··· PASSAGE TO READ

Metamath Proof Explorer

Theorem uunT11

Description: A deduction unionizing a non-unionized collection of virtual hypotheses. (Contributed by Alan Sare, 4-Feb-2017) (Proof modification is discouraged.) (New usage is discouraged.)

		Ref	Expression
	Hypothesis	uunT11.1	⊢ ( ( ⊤ ∧ 𝜑 ∧ 𝜑 ) → 𝜓 )
	Assertion	uunT11	⊢ ( 𝜑 → 𝜓 )

Proof

Step	Hyp	Ref	Expression
1		uunT11.1	⊢ ( ( ⊤ ∧ 𝜑 ∧ 𝜑 ) → 𝜓 )
2		3anass	⊢ ( ( ⊤ ∧ 𝜑 ∧ 𝜑 ) ↔ ( ⊤ ∧ ( 𝜑 ∧ 𝜑 ) ) )
3		truan	⊢ ( ( ⊤ ∧ ( 𝜑 ∧ 𝜑 ) ) ↔ ( 𝜑 ∧ 𝜑 ) )
4		anidm	⊢ ( ( 𝜑 ∧ 𝜑 ) ↔ 𝜑 )
5	2 3 4	3bitri	⊢ ( ( ⊤ ∧ 𝜑 ∧ 𝜑 ) ↔ 𝜑 )
6	5 1	sylbir	⊢ ( 𝜑 → 𝜓 )

······
··· DATA RECORDS

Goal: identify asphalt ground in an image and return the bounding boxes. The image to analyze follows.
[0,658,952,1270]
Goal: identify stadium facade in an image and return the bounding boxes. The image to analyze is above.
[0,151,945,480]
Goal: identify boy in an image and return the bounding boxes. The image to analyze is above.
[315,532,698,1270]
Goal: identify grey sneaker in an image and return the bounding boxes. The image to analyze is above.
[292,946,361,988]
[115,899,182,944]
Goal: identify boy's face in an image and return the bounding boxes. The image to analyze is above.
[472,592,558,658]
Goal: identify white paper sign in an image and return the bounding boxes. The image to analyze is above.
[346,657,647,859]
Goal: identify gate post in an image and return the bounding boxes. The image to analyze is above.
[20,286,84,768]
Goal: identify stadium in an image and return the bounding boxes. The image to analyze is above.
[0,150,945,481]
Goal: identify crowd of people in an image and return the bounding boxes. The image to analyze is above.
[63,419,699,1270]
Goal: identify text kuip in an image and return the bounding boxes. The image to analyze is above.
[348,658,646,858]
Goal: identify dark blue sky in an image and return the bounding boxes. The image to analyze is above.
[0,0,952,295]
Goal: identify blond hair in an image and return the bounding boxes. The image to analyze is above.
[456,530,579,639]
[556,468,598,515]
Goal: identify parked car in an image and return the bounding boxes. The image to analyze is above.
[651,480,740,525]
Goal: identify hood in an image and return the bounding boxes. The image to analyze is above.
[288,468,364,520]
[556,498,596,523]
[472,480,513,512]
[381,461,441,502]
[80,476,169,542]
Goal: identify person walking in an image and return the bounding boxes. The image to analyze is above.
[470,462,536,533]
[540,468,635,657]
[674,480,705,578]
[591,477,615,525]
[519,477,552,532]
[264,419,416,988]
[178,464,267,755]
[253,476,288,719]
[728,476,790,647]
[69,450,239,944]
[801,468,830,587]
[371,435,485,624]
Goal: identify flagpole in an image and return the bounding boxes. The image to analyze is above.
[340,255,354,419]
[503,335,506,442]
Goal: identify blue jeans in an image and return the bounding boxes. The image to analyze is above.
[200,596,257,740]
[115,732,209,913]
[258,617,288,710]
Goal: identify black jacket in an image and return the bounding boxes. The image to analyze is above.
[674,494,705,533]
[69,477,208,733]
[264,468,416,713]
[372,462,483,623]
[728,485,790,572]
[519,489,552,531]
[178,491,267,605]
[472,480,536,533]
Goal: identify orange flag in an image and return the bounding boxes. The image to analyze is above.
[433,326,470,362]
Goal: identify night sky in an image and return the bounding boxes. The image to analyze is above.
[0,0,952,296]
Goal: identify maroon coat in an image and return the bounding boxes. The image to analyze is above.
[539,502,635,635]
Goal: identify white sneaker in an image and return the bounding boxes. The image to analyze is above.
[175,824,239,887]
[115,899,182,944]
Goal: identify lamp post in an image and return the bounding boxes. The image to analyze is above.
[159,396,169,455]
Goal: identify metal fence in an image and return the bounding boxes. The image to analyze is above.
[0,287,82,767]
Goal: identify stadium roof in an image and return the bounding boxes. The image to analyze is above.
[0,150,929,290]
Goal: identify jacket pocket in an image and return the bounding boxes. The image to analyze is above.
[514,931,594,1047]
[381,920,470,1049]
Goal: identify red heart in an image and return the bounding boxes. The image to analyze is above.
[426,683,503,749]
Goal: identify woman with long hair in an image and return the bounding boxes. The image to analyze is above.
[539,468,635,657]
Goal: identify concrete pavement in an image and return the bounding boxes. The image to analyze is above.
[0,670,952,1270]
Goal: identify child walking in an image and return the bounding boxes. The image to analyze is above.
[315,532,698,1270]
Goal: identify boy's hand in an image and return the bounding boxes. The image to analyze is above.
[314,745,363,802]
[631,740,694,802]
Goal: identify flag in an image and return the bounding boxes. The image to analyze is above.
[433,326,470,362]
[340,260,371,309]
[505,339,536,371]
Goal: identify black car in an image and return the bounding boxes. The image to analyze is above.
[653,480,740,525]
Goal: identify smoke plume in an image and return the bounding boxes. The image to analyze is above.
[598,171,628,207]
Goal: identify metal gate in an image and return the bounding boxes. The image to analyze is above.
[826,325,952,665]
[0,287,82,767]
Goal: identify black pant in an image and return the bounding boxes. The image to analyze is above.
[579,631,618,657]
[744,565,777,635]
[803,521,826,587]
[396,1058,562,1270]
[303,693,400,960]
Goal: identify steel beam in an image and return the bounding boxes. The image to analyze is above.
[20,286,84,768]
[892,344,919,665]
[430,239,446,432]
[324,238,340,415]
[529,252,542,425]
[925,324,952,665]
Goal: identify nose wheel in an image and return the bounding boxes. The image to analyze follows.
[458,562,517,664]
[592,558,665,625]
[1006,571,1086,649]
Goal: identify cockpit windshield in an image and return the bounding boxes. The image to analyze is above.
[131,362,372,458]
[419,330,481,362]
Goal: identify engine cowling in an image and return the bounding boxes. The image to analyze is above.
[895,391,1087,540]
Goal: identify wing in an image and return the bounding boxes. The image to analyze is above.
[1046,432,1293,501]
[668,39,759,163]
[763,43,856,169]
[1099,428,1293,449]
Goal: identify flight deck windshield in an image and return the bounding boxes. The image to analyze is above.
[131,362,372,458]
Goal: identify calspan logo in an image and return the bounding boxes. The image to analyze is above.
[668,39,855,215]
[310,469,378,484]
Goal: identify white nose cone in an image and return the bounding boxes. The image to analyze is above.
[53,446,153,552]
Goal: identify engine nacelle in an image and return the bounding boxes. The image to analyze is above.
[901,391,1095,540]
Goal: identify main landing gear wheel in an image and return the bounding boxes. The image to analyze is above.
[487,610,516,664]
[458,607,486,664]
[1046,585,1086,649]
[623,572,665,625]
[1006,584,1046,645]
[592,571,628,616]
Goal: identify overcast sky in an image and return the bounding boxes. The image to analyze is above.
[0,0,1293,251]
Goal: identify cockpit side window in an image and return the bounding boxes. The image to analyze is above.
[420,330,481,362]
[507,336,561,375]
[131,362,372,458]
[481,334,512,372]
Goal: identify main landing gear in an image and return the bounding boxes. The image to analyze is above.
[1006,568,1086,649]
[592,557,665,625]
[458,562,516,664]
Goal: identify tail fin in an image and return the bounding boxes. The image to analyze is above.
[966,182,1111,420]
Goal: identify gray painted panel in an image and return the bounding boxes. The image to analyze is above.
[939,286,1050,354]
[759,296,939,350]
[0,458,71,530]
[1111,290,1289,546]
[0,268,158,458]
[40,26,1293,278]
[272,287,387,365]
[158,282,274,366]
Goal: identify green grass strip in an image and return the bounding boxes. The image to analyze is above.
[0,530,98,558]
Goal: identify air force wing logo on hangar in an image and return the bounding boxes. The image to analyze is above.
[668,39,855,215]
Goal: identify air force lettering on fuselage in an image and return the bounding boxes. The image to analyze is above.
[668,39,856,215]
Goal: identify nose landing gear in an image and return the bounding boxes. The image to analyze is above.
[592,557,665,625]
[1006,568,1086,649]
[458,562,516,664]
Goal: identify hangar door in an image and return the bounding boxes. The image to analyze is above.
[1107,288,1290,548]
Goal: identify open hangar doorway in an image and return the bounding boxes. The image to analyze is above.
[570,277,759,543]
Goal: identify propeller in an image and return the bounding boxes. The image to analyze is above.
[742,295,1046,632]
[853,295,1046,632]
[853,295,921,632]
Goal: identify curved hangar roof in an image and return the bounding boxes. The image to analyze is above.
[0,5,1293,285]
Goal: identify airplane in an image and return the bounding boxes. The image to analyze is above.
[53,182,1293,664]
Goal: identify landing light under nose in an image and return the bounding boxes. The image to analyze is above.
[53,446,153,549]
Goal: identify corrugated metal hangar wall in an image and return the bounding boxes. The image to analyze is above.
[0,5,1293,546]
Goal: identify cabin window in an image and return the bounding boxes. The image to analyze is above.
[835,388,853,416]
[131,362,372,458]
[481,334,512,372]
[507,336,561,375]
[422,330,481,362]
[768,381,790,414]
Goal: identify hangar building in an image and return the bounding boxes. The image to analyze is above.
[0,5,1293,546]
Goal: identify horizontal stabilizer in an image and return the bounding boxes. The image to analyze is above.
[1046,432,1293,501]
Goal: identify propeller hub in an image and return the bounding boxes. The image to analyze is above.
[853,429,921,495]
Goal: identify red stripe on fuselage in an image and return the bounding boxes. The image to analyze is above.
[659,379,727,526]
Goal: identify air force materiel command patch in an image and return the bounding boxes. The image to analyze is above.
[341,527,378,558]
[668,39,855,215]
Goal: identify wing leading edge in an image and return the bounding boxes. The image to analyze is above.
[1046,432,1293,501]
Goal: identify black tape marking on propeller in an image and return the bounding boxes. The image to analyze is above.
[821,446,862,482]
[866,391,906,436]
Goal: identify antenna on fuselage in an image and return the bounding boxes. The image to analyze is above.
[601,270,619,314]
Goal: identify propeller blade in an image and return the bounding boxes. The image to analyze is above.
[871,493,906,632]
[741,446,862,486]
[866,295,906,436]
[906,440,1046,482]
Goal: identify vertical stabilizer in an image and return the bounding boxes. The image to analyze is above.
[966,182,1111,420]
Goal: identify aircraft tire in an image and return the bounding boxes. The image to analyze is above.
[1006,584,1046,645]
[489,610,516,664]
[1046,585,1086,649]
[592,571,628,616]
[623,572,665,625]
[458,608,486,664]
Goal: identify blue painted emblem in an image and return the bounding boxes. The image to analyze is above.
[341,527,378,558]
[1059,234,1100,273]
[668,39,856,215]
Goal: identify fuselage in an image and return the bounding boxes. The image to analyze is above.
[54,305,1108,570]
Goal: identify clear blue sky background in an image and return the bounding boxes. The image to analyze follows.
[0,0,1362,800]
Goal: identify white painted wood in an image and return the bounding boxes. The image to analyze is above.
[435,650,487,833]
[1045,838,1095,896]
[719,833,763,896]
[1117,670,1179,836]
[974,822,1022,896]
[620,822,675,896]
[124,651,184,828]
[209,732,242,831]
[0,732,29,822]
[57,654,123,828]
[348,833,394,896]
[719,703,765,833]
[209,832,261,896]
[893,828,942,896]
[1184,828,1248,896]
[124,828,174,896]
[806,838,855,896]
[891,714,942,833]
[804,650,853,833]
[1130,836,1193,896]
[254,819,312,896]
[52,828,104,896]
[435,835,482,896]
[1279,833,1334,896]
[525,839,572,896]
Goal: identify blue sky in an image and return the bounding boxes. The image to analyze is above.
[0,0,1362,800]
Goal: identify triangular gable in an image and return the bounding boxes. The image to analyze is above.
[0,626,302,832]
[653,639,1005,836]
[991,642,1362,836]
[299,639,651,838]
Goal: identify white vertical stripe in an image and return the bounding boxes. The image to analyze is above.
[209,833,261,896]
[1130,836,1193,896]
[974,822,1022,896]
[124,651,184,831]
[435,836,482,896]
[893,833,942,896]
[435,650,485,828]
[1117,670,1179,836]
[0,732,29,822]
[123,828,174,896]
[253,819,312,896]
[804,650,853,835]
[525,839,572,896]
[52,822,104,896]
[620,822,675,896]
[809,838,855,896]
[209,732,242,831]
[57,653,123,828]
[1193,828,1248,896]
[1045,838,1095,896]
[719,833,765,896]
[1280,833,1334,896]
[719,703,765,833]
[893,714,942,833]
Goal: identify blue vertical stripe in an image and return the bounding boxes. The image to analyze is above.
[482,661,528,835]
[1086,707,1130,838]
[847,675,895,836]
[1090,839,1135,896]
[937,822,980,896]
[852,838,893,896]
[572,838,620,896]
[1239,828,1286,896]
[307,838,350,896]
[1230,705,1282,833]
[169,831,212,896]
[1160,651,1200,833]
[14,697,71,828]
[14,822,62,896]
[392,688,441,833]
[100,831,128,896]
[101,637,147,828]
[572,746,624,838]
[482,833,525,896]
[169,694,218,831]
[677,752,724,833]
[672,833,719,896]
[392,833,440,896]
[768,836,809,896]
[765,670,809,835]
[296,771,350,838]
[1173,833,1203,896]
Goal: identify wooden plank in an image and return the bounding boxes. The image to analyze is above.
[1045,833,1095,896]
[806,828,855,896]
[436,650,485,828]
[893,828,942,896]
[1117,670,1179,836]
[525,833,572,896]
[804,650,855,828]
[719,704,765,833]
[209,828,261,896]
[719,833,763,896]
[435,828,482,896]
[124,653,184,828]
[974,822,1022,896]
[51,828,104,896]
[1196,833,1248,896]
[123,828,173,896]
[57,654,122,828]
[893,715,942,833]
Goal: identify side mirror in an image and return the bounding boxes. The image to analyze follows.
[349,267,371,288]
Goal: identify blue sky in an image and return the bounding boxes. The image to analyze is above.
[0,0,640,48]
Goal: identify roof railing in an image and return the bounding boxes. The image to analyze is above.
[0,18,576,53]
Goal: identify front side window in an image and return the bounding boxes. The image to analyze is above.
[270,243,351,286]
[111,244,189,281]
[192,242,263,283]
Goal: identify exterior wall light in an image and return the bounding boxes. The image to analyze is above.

······

SHORT TASK: Edit the uunT11 theorem page by writing out everything from "Description: A deduction" down to "usage is discouraged.)", with "virtual hypotheses" changed to "virtual premises".

TASK SOLUTION:
Description: A deduction unionizing a non-unionized collection of virtual premises. (Contributed by Alan Sare, 4-Feb-2017) (Proof modification is discouraged.) (New usage is discouraged.)